## Quoted text
++++++++++++++++++++

An image from “Family at the Seder,” from the 1935 Haggadah by artist Arthur Szyk (b. 1894, Lodz, Poland—d. 1951, New Canaan, CT). Photo: Courtesy of Irvin Ungar

In his popular book, Sapiens: A Brief History of Humankind, the Israeli writer Yuval Noah Harari contrasts the universality of religions such as Christianity and Islam with the particularism of Judaism.

To him, Judaism is an insular religion, a “tribal creed … focused on the fate of one small nation and one tiny land …”

Harari is not the only one to use the term particularism when referring to Judaism and the Jewish experience. Yet are we so sure of the particulars when speaking of Jewish particularism?

Passover will be here soon, and in the context of understanding the origins of the Seder and the Haggadah, I was recently surprised to learn that one of the most widely celebrated events in the Jewish calendar, the Passover Seder, is, in part, a ritual inspired by another culture.

The purpose of the Passover Seder is the retelling of the liberation of the Israelites from slavery in Egypt; based on the Biblical verse (Exodus 13:8) “And you shall explain to your child on that day, ‘it is because of what the Lord did for me when I went free from Egypt.’”

But the central focus of the Haggadah is a strange night-long meeting of five prominent rabbis, tanaim (early contributors to the Mishnah), in the coastal town of B’nei Brak in the Land of Israel. They are discussing the exodus from Egypt, an event that took place well over a millennium earlier. What would have been the purpose of the meeting? Neither family members nor students were present, so it was not a Seder as we know it.

Some suggest that the meeting of the sages in B’nei Brak had something to do with the Bar Kochba Revolt (132-135 CE), noting that it took place at the home of Rabbi Akiva, the spiritual head of the revolt. However, some of the rabbis were no longer alive at that time, so the dateline does not work.

It turns out there was another Jewish revolt against the Romans between the Bar Kochba Revolt, and the earlier revolt that ended at Masada in 73CE. (Three Jewish-Roman wars in only 65 years!)

++++++++++++++++++++

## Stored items
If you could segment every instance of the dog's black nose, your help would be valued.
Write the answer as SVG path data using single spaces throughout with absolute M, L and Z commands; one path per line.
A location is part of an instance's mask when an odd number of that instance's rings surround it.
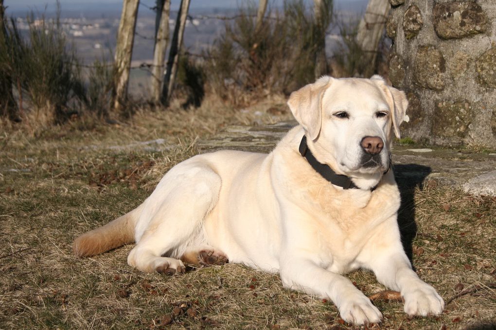
M 365 152 L 371 155 L 379 153 L 384 147 L 384 141 L 379 137 L 365 137 L 360 144 Z

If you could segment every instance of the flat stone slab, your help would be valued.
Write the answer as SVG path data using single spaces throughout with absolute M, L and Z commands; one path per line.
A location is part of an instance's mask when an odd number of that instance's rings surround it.
M 231 126 L 208 140 L 198 141 L 202 152 L 231 149 L 268 153 L 296 125 L 294 121 L 273 125 Z M 400 186 L 461 189 L 476 195 L 496 197 L 496 154 L 431 147 L 415 148 L 395 145 L 394 170 Z

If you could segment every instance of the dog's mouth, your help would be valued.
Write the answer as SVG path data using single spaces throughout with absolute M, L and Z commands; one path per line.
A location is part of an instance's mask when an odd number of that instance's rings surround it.
M 364 169 L 372 169 L 382 166 L 382 161 L 380 154 L 375 155 L 363 155 L 360 160 L 360 167 Z

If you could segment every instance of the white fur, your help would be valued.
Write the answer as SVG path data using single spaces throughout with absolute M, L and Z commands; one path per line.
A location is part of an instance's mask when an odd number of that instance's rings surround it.
M 279 272 L 285 286 L 330 298 L 346 321 L 378 322 L 379 310 L 341 275 L 363 268 L 401 292 L 409 315 L 441 313 L 442 299 L 419 279 L 403 251 L 399 192 L 392 172 L 383 176 L 392 132 L 404 116 L 404 94 L 377 77 L 325 77 L 288 103 L 301 125 L 268 155 L 199 155 L 166 174 L 143 204 L 129 264 L 145 272 L 161 263 L 176 268 L 186 251 L 211 246 L 231 262 Z M 336 118 L 337 111 L 350 117 Z M 378 111 L 388 114 L 378 118 Z M 316 173 L 298 152 L 304 134 L 320 162 L 363 189 L 343 189 Z M 381 164 L 372 169 L 360 164 L 367 136 L 384 141 Z

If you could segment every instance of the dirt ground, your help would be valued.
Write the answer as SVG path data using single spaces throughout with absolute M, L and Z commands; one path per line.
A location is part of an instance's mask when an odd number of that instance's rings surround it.
M 275 122 L 259 108 L 138 113 L 132 123 L 68 124 L 0 136 L 0 329 L 356 329 L 332 302 L 282 287 L 277 275 L 228 264 L 184 275 L 127 265 L 131 245 L 79 259 L 72 240 L 139 205 L 172 166 L 227 125 Z M 157 140 L 157 139 L 164 139 Z M 154 141 L 147 144 L 137 141 Z M 419 276 L 446 303 L 409 318 L 374 300 L 382 329 L 496 329 L 496 199 L 456 189 L 404 188 L 399 222 Z M 408 228 L 407 228 L 408 227 Z M 368 295 L 369 272 L 349 278 Z M 364 328 L 364 327 L 362 327 Z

++++++++++++++++++++

## Work required
According to the text on the Passover Seder, in which town did the five rabbis hold their night-long meeting?

## Response
They met in B’nei Brak, a coastal town in the Land of Israel.